BEGIN DATASET EXTRACT

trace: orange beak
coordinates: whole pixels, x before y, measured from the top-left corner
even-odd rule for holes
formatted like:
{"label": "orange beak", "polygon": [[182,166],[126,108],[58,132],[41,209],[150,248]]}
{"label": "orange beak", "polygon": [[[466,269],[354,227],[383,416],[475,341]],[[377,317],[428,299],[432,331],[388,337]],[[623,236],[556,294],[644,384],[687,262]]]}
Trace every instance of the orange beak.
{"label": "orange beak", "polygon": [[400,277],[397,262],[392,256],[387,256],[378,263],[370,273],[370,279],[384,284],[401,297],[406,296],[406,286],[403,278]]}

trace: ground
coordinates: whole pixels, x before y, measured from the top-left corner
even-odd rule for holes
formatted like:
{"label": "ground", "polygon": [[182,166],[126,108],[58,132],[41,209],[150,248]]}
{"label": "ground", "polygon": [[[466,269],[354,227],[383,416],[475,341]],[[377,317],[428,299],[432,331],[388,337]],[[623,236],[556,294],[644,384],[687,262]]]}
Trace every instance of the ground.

END DATASET EXTRACT

- WHAT TO WORK ON -
Read the data above. Pull out each line in which the string "ground" appears.

- YOUR SOLUTION -
trace: ground
{"label": "ground", "polygon": [[182,166],[126,108],[58,132],[41,209],[150,248]]}
{"label": "ground", "polygon": [[[466,269],[354,227],[383,416],[475,341]],[[377,317],[428,299],[432,331],[388,337]],[[623,236],[556,294],[644,384],[687,262]]]}
Trace every instance of the ground.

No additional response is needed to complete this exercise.